**Required actions**
**1)** Answer these questions from the post on generating skewed-normal random values:
(a) Which SciPy class does it name for a skewed-normally distributed variable?
(b) What name does it give to the result that the sum of many identically distributed random variables approaches the normal distribution?
(c) What call does it give for generating N samples with a given mean, standard deviation and skewness?
**2)** In the records, take the lines from the one containing "Reviewer note: check that each instance of the wooden armrest" up to and including the one containing "[[270, 192]]". Rewrite only those lines, requests included, and offset every coordinate in the answers by -12.

Generating Skewed-Normally distributed random values

This weekend I had to generate some random sample data, but instead of it being selected from a normal distribution, I needed the data to have some skew. A distribution is said to be skewed if there are more samples on one side of the mean than on the other. To get a feeling for what skew means, have a look at the following figures.

Now, it is quite easy to generate normally distributed random data, for example using the norm class from scipy.stats. There also is a class for a skewed-normally distributed variable, scipy.stats.skewnorm. However, the variable used to express skew is a bit unintuitive there.

So I searched for another solution, and came across a technical report about that issue ( Citation: Ermak & Nasstrom, 1995 Ermak, D. & Nasstrom, J. (1995). A method for generating skewed random numbers using two overlapping uniform distributions .  Office of Scientific and Technical Information (OSTI) https://doi.org/10.2172/32589 ) . Ermak and Nasstrom use the sum of two uniformly distributed random variables with overlapping ranges to generate a skewed quasi-uniformly distributed variable, and then add many of these together to generate a skewed quasi-normally distributed variable.

The paper is worth a read, but here is a summary of the thought process. Going back a bit to basic statistics, we find that the normal distribution is somewhat special in that generally, the distribution of the sum of many identically distributed random variables approaches the normal distribution. This result is known as the Central Limit Theorem. It is also considered the reason that normally distributed random variables are so widespread in nature.

So, if we were to consider the sum of a bunch of — for example — uniformly distributed random variables, then the distribution of that sum would also approach the normal distribution. This is one way of generating approximately normally distributed random data.

Ermak and Nasstrom instead generate random data from what they call a double-block distribution. The probability density function of such a distribution is shown in the following figure.

The idea here is to use two uniformly-distributed random variables with differing means. The sum of these two will have a skewed distribution. Adding many of these skewed random variables up will give us an approximated skewed quasi-normal distribution in the same way that summing up identically distributed random variables will give us an approxomate normal distribution.

Ermak and Nasstrom go through the lengths of calculating the required parameters for the two uniformly-distributed random variables in order to get a specific variance and skew, and then provide an algorithm for drawing samples from such a double-block distribution as well as generating samples from the skewed quasi-normal distribution.

I have coded this up using SciPy in Python. To generate N samples with given mean, standard deviation and skewness, run gen_skewed_continuous(N,mean,stdev,skewness). The optional parameter oversample can be used to modify the number of skewed-uniformly-distributed variables to be added.

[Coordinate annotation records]
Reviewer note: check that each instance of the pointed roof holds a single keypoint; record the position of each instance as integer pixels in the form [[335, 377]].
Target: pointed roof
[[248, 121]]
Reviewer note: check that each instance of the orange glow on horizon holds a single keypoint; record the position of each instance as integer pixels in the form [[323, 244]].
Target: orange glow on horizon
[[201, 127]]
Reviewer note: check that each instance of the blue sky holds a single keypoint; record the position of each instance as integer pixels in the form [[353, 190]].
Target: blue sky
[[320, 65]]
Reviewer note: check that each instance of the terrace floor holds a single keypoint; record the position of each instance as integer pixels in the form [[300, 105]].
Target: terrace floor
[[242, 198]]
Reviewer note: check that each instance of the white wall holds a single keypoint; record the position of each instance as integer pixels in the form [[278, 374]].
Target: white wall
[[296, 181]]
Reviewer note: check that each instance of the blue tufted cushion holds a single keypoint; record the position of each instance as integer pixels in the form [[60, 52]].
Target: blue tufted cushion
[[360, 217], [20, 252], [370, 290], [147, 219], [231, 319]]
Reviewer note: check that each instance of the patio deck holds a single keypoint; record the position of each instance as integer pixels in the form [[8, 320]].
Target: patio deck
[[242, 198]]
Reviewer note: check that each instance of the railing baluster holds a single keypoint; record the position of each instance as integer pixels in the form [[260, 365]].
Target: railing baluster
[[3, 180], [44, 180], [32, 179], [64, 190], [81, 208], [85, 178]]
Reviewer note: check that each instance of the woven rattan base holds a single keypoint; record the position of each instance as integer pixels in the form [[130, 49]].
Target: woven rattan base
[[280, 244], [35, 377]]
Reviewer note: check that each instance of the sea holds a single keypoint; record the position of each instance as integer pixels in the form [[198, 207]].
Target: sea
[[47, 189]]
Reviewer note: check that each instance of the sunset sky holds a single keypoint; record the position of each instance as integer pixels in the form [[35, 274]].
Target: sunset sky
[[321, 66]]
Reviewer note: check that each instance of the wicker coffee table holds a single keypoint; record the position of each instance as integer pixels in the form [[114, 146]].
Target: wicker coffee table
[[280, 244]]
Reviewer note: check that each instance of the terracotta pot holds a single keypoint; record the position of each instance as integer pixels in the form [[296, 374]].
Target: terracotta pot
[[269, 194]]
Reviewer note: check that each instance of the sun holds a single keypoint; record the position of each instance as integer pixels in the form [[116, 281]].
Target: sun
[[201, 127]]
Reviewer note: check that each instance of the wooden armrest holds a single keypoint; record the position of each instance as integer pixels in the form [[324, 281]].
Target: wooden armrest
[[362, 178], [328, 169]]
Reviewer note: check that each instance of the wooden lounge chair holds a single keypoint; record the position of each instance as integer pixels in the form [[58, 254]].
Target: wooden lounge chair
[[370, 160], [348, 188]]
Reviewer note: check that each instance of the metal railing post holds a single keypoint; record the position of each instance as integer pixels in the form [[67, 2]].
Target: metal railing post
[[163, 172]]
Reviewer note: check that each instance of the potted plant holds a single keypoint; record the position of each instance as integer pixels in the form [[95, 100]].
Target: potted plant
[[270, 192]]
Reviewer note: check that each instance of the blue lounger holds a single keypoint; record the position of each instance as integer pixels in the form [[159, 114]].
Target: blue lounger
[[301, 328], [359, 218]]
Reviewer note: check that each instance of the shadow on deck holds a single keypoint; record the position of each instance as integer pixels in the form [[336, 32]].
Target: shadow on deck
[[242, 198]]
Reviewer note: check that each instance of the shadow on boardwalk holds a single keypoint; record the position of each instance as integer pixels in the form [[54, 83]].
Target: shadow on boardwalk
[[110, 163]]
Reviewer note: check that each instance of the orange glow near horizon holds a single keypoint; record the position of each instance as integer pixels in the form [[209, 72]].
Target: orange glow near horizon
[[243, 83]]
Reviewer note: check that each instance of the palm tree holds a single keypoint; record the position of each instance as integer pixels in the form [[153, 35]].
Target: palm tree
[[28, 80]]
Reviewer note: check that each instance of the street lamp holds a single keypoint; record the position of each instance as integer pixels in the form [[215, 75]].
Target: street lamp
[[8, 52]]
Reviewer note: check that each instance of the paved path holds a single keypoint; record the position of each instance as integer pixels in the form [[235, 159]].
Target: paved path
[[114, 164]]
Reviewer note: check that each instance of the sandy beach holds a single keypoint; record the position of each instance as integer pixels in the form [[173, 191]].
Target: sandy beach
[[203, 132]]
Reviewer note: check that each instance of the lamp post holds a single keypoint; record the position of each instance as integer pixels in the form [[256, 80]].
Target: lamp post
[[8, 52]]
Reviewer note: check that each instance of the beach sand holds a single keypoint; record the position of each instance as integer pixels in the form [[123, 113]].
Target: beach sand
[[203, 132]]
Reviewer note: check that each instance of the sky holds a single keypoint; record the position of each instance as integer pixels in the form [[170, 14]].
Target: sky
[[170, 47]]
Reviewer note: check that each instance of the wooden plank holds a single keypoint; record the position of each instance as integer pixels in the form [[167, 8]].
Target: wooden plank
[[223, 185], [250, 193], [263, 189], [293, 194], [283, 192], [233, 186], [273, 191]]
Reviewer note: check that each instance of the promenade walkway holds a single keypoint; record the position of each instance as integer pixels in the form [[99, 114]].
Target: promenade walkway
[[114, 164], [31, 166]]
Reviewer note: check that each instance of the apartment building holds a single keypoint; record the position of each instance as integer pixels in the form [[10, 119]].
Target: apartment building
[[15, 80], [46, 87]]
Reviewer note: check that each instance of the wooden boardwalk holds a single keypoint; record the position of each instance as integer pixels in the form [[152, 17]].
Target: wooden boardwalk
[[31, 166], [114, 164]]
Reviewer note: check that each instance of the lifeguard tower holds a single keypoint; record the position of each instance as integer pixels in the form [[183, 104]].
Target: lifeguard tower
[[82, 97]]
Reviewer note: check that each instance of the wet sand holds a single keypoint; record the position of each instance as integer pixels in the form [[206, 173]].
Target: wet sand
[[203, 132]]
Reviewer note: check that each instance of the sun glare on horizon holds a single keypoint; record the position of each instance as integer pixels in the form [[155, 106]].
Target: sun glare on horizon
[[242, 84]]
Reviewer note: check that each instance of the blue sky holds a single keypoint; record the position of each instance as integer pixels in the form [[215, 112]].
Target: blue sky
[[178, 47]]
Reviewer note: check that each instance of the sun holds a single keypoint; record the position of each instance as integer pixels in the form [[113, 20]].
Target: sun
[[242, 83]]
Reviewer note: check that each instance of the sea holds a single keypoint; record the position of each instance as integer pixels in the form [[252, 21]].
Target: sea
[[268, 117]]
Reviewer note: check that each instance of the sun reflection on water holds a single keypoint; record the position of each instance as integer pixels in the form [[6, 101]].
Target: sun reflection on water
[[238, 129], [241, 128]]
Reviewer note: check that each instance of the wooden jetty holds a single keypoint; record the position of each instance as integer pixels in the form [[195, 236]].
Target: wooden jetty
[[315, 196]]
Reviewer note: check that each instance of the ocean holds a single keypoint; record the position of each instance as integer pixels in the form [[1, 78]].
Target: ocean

**Complete answers**
**1)**
(a) scipy.stats.skewnorm
(b) The Central Limit Theorem
(c) gen_skewed_continuous(N,mean,stdev,skewness)

**2)**
Reviewer note: check that each instance of the wooden armrest holds a single keypoint; record the position of each instance as integer pixels in the form [[324, 281]].
Target: wooden armrest
[[350, 166], [316, 157]]
Reviewer note: check that each instance of the wooden lounge chair holds a single keypoint; record the position of each instance as integer pixels in the form [[58, 254]].
Target: wooden lounge chair
[[358, 148], [336, 176]]
Reviewer note: check that each instance of the metal railing post holds a single keypoint; record the position of each instance as integer pixels in the form [[67, 2]].
Target: metal railing post
[[151, 160]]
Reviewer note: check that each instance of the potted plant holds a single keypoint; record the position of each instance as integer pixels in the form [[95, 100]].
Target: potted plant
[[258, 180]]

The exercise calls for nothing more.